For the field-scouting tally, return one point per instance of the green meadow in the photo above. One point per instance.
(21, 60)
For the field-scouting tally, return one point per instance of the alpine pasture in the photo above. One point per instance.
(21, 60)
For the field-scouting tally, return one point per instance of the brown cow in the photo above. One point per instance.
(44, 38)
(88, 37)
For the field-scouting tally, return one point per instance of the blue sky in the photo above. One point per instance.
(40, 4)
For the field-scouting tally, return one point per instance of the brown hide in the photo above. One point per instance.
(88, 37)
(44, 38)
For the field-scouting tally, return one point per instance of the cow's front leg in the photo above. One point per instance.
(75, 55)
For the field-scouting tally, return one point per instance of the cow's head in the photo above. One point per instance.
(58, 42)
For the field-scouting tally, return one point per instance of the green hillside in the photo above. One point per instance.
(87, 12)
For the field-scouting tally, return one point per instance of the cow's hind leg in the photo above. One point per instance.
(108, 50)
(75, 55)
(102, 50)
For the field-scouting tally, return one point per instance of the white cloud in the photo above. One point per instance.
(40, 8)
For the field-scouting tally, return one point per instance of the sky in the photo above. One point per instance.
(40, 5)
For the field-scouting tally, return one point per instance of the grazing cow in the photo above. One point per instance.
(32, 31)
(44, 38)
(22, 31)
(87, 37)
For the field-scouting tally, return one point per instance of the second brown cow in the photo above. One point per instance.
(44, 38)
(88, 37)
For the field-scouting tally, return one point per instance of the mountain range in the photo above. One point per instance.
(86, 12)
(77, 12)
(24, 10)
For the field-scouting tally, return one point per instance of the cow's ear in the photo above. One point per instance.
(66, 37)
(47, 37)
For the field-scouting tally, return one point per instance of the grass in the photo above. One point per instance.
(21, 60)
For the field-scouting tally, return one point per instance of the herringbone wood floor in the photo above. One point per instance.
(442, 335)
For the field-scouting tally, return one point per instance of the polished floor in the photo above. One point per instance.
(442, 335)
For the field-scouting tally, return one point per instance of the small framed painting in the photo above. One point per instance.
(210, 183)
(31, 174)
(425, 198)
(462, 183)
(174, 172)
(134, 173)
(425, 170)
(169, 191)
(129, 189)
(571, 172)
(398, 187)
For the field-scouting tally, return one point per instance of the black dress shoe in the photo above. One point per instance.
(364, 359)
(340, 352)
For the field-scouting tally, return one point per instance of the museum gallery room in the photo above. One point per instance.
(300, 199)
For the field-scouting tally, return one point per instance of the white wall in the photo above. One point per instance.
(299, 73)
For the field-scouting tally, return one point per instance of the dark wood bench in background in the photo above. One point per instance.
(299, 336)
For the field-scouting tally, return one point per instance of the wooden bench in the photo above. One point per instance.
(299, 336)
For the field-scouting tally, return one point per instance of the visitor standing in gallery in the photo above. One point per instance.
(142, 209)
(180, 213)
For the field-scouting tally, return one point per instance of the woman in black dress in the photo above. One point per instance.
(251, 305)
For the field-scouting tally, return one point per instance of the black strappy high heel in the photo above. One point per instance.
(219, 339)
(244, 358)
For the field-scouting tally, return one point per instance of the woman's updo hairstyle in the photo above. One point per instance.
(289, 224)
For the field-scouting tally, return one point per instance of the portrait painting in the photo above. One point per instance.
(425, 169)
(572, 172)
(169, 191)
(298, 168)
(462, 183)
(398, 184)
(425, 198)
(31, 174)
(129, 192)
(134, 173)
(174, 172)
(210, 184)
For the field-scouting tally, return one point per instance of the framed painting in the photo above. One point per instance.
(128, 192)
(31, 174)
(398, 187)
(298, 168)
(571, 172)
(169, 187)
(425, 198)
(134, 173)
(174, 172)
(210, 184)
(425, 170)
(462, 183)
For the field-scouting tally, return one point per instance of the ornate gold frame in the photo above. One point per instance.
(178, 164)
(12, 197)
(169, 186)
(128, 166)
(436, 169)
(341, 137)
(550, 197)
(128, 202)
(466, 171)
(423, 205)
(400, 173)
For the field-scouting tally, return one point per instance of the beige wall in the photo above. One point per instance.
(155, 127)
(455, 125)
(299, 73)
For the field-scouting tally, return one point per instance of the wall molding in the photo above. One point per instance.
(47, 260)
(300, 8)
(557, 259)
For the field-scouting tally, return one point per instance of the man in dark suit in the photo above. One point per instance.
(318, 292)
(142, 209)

* YOUR OBJECTIVE
Leave out every line before the one containing "of the beige". Transcribe that line and all lines after it through the end of the data above, exactly.

* ANSWER TO THIS TASK
For the field-scouting tally, return one point per instance of the beige wall in the photo above. One point per instance.
(155, 127)
(455, 125)
(299, 73)
For the field-scouting tally, return one point per instance of the wall molding in the photo above. One point per instance.
(47, 260)
(300, 8)
(557, 259)
For the field-scouting tally, return one point per instance of the man in dark suit in the photo above. One point per instance.
(318, 292)
(142, 209)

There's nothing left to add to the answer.